• **Exercise instructions**: Reproduce exactly, and only, the lines below from the one containing "Target: twig" through the one containing "point_to(query) returns, for every instance of the orange petal".
Exercise data START
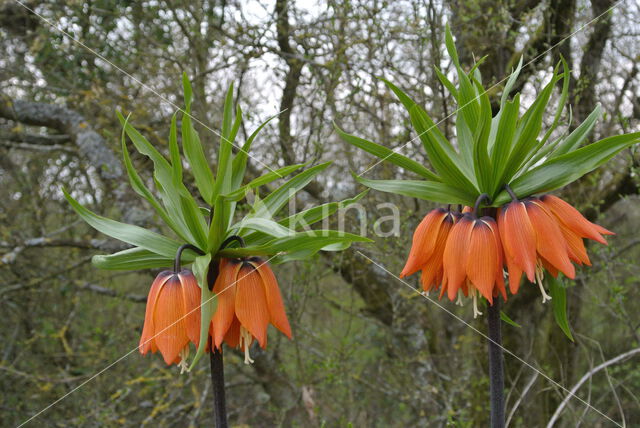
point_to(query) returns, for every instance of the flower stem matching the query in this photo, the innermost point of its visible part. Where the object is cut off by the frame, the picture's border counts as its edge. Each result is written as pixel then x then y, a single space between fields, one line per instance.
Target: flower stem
pixel 217 364
pixel 496 367
pixel 217 381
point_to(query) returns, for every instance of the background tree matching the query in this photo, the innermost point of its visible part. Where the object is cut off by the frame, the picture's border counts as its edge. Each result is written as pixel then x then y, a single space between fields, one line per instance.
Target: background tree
pixel 363 353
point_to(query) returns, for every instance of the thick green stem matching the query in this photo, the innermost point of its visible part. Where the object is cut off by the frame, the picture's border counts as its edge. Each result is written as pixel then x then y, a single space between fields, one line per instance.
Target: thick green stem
pixel 496 367
pixel 217 381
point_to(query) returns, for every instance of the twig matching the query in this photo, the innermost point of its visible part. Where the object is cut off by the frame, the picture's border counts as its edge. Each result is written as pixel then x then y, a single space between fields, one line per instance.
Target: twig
pixel 586 377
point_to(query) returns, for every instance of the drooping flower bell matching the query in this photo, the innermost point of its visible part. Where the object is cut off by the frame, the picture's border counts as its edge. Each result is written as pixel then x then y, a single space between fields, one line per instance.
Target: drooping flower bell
pixel 472 260
pixel 249 300
pixel 427 248
pixel 544 233
pixel 172 317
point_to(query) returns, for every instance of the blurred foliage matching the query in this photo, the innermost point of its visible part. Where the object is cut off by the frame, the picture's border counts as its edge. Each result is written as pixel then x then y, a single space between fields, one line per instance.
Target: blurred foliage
pixel 367 350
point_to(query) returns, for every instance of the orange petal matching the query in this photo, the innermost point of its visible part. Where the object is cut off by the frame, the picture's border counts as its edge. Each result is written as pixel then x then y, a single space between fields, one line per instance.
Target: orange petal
pixel 455 255
pixel 424 240
pixel 191 297
pixel 147 340
pixel 519 242
pixel 275 305
pixel 573 220
pixel 225 291
pixel 577 251
pixel 483 262
pixel 550 244
pixel 169 320
pixel 251 303
pixel 432 269
pixel 500 252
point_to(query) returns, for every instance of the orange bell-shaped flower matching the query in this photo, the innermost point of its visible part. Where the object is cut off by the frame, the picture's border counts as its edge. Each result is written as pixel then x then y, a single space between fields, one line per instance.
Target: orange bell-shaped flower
pixel 427 248
pixel 248 301
pixel 574 228
pixel 472 260
pixel 172 317
pixel 536 237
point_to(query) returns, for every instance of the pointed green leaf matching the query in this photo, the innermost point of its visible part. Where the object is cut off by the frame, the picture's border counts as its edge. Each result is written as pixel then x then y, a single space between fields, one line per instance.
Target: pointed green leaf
pixel 128 233
pixel 527 131
pixel 451 46
pixel 504 317
pixel 137 259
pixel 193 151
pixel 573 140
pixel 174 150
pixel 304 244
pixel 270 205
pixel 240 160
pixel 512 81
pixel 138 186
pixel 558 294
pixel 443 162
pixel 240 193
pixel 562 170
pixel 387 154
pixel 208 304
pixel 504 139
pixel 427 190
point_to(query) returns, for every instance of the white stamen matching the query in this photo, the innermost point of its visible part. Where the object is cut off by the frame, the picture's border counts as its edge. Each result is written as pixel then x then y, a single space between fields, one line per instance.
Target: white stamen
pixel 539 278
pixel 245 341
pixel 184 354
pixel 476 312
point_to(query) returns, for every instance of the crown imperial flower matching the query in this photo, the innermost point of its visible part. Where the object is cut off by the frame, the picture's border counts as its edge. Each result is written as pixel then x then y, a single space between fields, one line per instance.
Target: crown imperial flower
Exercise data END
• **Exercise solution**:
Target: twig
pixel 586 377
point_to(query) returns, for every instance of the drooping flower bell matching the query in this photo, the innermost point of its visible part. Where the object is cut off by the frame, the picture's border counts as its edge. Each result is written as pixel then x then y, a single space between fields, one line per instance.
Target: drooping flower bell
pixel 472 260
pixel 249 300
pixel 427 248
pixel 544 233
pixel 172 317
point_to(query) returns, for every instance of the blurred foliage matching the query in this photo, the innermost point of its visible part. Where the object is cut off by the frame, the picture's border counts as its edge. Each result is written as pixel then x then y, a single space between fields, one line per instance.
Target: blurred foliage
pixel 367 350
point_to(query) returns, for every instance of the orange petal matching the query in this photo, the innermost point of its visible part. Where the object is cut off by the frame, the picture's border counts as its edge. Each result is written as pixel then x then y, a single space between fields, one line per instance.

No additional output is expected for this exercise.